▸ **Selected extract**:
Brent Harris: A Miraculous Sight

Francis McWhannell on Brent Harris's major retrospective, From the Other Side, at Auckland Art Gallery Toi o Tāmaki.

It has embedded itself in my brain, this painting has, taken up residence like a visual earworm, its heartbeat reverberating off the walls of my skull. It is perhaps an odd work to be so drawn to. It is neither especially large nor especially attention seeking, but it is hypnotic, a finger-snap that wakes me in a new state and space. Dominated by a crisp, bone white form mostly surrounded by soot black, the picture faintly recalls schematic images for young babies. As with so many works by Brent Harris, there is a dance between foreground and background, positive and negative. I could be contemplating a white body seen against a black ground. Or I could be looking through a dark frame at a field of light—a poor fool staggering out of a cave, squinting before the bewildering sun.

▸ **Directions**:
1. List each thing the review of Brent Harris's retrospective likens the painting to.
2. Copy everything in the review of Brent Harris's retrospective from "It has embedded" down to "the bewildering sun.".

▸ **Extracted data**:
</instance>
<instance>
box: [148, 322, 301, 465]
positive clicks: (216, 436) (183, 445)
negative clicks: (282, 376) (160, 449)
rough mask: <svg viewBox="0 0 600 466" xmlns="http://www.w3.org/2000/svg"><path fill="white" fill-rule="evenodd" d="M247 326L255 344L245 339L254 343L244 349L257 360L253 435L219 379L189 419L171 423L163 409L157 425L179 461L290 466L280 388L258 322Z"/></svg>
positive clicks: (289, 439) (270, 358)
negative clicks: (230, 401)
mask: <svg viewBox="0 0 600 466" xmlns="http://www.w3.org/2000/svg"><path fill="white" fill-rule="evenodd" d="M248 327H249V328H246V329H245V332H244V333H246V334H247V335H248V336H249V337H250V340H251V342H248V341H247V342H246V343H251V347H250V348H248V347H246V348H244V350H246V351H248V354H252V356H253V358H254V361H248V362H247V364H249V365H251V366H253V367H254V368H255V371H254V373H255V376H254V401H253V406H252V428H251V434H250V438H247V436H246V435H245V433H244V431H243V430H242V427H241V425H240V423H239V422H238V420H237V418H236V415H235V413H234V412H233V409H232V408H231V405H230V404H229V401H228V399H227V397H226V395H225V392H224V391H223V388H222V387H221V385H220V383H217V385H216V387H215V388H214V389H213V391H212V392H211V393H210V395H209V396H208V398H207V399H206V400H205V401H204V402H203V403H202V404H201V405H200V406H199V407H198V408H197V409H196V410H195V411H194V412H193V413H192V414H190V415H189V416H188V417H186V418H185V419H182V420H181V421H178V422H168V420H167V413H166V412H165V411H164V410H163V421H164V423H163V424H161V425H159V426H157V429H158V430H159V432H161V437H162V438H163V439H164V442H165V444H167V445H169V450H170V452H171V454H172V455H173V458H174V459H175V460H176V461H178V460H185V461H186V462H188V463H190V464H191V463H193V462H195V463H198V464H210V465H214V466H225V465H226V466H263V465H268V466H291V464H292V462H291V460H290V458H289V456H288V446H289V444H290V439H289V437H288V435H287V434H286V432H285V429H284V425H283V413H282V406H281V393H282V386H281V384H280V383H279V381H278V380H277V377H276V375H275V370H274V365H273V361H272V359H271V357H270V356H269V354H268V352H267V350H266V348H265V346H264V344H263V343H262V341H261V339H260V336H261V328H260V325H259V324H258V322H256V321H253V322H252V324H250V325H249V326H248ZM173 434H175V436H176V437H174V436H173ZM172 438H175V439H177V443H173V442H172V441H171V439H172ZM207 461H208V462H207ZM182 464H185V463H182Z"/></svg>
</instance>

▸ **Answers**:
1.
- a visual earworm
- a finger-snap that wakes the writer in a new state and space
- schematic images for young babies

2.
It has embedded itself in my brain, this painting has, taken up residence like a visual earworm, its heartbeat reverberating off the walls of my skull. It is perhaps an odd work to be so drawn to. It is neither especially large nor especially attention seeking, but it is hypnotic, a finger-snap that wakes me in a new state and space. Dominated by a crisp, bone white form mostly surrounded by soot black, the picture faintly recalls schematic images for young babies. As with so many works by Brent Harris, there is a dance between foreground and background, positive and negative. I could be contemplating a white body seen against a black ground. Or I could be looking through a dark frame at a field of light—a poor fool staggering out of a cave, squinting before the bewildering sun.